-- START --

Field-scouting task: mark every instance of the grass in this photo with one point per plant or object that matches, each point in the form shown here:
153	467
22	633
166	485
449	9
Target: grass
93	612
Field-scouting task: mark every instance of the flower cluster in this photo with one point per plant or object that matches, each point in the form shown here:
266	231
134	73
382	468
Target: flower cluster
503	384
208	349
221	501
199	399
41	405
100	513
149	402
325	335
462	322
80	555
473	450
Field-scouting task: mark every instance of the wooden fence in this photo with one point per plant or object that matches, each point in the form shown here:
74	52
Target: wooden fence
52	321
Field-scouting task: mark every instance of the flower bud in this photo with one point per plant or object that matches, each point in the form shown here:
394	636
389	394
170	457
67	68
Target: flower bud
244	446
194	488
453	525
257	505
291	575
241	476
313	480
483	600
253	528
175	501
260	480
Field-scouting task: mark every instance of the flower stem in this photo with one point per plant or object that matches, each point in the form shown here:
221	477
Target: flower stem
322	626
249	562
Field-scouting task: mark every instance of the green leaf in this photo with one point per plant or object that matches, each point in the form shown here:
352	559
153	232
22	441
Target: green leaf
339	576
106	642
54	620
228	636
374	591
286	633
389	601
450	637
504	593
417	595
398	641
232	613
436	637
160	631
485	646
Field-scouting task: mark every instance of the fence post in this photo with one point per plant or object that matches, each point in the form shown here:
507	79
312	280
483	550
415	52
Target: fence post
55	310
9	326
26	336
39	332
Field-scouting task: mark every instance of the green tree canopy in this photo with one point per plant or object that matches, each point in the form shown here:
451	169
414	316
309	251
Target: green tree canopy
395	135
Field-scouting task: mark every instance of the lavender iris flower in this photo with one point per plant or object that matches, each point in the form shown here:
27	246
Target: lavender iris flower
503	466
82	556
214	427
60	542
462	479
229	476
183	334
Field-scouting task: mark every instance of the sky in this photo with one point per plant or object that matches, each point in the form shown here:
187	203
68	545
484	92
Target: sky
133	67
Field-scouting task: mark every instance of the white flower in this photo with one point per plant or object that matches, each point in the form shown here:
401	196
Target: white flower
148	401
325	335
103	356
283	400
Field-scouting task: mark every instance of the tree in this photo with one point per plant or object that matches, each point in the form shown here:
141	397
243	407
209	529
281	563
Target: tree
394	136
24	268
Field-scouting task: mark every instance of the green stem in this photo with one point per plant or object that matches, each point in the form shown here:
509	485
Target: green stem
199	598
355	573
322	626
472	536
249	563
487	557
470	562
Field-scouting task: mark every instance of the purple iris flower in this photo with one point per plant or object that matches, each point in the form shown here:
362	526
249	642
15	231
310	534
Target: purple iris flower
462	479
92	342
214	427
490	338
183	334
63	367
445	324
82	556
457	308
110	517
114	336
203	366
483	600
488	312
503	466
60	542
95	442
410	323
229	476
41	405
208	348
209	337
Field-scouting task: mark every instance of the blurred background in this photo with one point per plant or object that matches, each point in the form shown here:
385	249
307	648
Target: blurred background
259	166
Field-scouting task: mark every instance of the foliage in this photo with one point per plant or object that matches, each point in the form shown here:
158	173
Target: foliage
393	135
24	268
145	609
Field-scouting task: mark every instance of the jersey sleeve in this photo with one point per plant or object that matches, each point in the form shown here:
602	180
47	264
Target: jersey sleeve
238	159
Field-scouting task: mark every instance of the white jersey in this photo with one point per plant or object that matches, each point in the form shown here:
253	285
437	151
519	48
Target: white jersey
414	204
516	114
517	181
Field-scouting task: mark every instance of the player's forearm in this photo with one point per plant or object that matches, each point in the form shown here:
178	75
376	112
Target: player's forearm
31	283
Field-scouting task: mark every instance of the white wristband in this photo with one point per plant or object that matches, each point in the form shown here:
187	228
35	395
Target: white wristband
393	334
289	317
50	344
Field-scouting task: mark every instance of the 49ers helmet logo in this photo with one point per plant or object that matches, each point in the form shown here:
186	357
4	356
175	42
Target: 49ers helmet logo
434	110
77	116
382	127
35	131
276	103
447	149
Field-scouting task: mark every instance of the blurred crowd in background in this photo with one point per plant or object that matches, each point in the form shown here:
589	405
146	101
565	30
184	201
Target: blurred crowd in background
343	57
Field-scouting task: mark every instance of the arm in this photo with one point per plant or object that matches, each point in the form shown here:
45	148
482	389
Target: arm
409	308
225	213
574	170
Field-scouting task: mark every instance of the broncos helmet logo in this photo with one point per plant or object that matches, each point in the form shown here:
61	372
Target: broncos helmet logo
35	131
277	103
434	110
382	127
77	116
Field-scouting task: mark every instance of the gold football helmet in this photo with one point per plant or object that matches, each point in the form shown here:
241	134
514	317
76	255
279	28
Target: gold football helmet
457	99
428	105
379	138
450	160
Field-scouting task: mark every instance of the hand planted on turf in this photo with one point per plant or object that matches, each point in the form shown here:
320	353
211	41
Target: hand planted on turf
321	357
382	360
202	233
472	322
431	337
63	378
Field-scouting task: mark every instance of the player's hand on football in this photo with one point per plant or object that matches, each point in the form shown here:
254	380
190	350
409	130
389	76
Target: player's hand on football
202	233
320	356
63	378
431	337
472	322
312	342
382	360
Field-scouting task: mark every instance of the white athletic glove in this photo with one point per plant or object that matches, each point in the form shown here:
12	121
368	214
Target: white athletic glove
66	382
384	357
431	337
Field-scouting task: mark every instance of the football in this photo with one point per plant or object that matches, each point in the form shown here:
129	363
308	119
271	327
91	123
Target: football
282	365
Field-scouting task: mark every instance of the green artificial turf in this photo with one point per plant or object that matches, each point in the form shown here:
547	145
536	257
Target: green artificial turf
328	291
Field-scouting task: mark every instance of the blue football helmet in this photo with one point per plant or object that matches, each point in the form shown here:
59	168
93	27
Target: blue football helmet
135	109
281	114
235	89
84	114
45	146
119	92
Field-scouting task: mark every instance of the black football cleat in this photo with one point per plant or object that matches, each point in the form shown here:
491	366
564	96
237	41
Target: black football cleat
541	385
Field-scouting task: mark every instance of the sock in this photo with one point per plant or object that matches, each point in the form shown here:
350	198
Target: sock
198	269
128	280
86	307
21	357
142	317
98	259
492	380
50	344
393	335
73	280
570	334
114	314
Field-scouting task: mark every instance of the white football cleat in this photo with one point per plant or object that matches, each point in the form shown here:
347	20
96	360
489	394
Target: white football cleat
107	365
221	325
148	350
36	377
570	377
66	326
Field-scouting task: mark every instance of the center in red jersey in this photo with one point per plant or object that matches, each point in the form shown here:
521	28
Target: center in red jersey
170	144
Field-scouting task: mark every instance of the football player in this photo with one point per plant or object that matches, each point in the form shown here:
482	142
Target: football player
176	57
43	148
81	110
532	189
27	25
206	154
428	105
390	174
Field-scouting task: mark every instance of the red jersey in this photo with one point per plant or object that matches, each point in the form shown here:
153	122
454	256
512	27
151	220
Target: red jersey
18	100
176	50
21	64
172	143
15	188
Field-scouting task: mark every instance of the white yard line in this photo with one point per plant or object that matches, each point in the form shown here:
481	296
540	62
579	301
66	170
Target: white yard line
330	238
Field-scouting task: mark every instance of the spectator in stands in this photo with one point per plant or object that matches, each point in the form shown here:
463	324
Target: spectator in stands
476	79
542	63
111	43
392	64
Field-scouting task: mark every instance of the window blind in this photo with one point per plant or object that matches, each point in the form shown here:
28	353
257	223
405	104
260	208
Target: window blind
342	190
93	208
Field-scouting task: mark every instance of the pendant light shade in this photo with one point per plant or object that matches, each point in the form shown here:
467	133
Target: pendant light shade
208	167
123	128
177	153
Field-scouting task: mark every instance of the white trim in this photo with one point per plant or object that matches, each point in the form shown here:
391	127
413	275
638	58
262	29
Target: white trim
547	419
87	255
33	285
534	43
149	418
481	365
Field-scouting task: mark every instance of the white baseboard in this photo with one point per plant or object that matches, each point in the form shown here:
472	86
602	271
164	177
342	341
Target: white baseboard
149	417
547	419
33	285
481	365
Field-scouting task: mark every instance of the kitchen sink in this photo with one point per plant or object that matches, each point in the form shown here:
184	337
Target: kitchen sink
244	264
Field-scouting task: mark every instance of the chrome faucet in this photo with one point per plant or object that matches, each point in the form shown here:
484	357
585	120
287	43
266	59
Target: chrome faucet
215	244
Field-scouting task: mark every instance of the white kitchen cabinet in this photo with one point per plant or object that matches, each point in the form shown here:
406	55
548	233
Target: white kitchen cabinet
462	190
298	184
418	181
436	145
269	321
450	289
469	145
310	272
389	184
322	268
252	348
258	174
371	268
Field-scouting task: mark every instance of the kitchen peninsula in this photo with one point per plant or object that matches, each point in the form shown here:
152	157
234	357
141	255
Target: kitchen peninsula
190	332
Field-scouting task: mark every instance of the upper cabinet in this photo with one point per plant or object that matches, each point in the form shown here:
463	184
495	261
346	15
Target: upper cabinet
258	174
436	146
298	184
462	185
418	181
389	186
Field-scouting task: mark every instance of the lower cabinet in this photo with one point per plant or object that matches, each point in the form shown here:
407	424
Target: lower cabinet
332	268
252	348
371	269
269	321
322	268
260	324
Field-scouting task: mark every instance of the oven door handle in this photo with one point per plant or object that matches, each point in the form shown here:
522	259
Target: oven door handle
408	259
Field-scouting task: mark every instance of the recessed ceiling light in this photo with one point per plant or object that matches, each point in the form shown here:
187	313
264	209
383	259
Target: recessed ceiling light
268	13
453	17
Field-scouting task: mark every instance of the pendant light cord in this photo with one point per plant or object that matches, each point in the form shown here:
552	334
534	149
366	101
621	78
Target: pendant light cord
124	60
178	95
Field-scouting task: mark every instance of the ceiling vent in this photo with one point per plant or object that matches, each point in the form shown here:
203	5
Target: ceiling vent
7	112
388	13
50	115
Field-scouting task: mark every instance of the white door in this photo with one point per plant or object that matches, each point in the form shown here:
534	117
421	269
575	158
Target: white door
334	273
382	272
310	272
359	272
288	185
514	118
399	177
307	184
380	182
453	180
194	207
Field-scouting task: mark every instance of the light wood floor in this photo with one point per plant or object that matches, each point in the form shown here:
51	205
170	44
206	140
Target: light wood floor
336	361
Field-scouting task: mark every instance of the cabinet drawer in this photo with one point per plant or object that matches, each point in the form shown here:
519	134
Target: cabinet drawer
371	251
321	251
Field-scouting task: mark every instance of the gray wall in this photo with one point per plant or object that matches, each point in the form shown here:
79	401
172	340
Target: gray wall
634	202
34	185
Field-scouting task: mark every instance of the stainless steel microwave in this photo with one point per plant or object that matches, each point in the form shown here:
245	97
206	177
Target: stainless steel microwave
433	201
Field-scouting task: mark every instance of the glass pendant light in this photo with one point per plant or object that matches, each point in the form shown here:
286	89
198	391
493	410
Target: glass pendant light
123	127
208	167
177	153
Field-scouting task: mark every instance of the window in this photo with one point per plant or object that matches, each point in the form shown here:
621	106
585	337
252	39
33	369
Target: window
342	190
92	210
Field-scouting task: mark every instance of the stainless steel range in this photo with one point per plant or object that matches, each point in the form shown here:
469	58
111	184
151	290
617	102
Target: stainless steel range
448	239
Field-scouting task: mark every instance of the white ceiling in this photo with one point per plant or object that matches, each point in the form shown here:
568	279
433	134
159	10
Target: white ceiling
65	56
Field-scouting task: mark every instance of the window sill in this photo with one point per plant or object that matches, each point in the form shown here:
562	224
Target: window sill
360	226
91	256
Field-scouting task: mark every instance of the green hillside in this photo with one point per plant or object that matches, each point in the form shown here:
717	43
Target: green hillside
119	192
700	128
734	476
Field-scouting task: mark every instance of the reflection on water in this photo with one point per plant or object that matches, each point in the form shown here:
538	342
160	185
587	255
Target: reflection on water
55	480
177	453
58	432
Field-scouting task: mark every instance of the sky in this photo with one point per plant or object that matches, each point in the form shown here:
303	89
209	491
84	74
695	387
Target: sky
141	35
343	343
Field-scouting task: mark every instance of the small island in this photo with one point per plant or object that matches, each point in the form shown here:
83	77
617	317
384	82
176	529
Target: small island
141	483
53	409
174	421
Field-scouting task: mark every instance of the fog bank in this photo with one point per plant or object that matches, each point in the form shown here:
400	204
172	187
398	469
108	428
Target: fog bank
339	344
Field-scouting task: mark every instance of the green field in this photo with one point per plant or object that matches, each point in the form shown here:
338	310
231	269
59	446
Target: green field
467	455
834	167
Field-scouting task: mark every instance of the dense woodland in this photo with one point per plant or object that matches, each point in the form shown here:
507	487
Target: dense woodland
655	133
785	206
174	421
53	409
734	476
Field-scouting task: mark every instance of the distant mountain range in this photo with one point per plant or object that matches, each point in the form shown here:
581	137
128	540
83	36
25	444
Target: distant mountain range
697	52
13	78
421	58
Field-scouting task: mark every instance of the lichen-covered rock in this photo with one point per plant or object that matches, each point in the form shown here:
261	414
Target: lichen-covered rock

-- END --

_WHAT YOU NEED TO DO_
Write out only the final block of lines, starting at the line with "Field-scouting task: mark every instance of the small" and running to the end of the material.

_FINISHED EXERCISE_
Field-scouting task: mark every instance of the small island in this photo with one point per plant or object that matches, each point in the form shown here:
83	77
617	317
384	82
176	529
Target: small island
141	483
53	409
174	421
Field-scouting task: mark every instance of the fog bank in this photo with one point per plant or object that matches, each point in the form shown here:
400	204
172	187
398	469
108	428
Target: fog bank
339	344
Field-scouting task: mark every instance of the green field in this photo with one point per plant or object that matches, each point in the form shown here:
338	310
231	269
59	446
Target: green field
467	455
834	167
Field-scouting task: mark every instance of the dense woodland in this photo with one point per plant or object that matches, each point in the form shown here:
507	487
Target: dense woodland
655	133
785	206
174	421
53	409
734	476
Field-scouting task: mark every instance of the distant mountain range in this photo with one point per plant or object that matches, each point in the form shown here:
581	137
128	540
83	36
25	444
Target: distant mountain range
697	52
13	78
421	58
Field-scouting task: mark every instance of the lichen-covered rock in this photo with one point per plant or object that matches, each point in the form shown here:
261	414
Target: lichen-covered rock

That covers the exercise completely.